Stored records:
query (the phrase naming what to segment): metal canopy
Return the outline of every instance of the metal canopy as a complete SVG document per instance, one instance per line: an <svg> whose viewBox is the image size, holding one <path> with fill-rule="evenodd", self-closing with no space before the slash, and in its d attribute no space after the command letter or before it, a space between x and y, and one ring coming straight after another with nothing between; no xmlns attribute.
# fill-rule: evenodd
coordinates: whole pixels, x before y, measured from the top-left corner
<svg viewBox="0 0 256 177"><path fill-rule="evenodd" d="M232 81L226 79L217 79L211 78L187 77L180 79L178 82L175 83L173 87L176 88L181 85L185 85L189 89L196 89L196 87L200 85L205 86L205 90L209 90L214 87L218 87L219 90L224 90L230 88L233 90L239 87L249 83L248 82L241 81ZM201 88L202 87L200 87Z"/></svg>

==

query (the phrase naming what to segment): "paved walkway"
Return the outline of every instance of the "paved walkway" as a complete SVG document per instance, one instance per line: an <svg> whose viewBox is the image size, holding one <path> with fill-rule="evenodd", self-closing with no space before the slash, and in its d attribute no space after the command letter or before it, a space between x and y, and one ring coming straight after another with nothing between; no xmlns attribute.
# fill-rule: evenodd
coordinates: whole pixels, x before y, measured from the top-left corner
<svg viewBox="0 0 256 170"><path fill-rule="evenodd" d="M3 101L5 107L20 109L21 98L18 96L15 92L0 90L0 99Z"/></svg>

--

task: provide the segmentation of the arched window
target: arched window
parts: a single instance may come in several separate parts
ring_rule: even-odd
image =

## REQUIREMENTS
Rewrite the entries in the span that opens with the line containing "query (the phrase naming what to segment): metal" and closes with the line containing "81L226 79L217 79L211", both lines included, replacing "top-left corner" with "upper-left corner" and keeping everything else the same.

## THE OUTPUT
query (the phrase naming what to segment): metal canopy
Return the outline of every instance of the metal canopy as a complete SVG document per instance, one instance per line: an <svg> whose viewBox is the image size, holding one <path> with fill-rule="evenodd", self-closing with no space before the slash, and in its d attribute no space after the command letter or before it, a space between x and y, and one ring coming straight after another with nothing between; no xmlns attribute.
# fill-rule: evenodd
coordinates: whole pixels, x before y, measured from the upper-left corner
<svg viewBox="0 0 256 177"><path fill-rule="evenodd" d="M232 81L226 79L217 79L211 78L187 77L180 79L178 82L175 83L173 87L176 88L181 85L185 85L189 89L196 89L196 87L200 85L205 86L205 90L209 90L214 87L218 87L219 90L224 90L230 88L233 90L239 87L249 83L248 82L241 81ZM201 88L202 87L200 87Z"/></svg>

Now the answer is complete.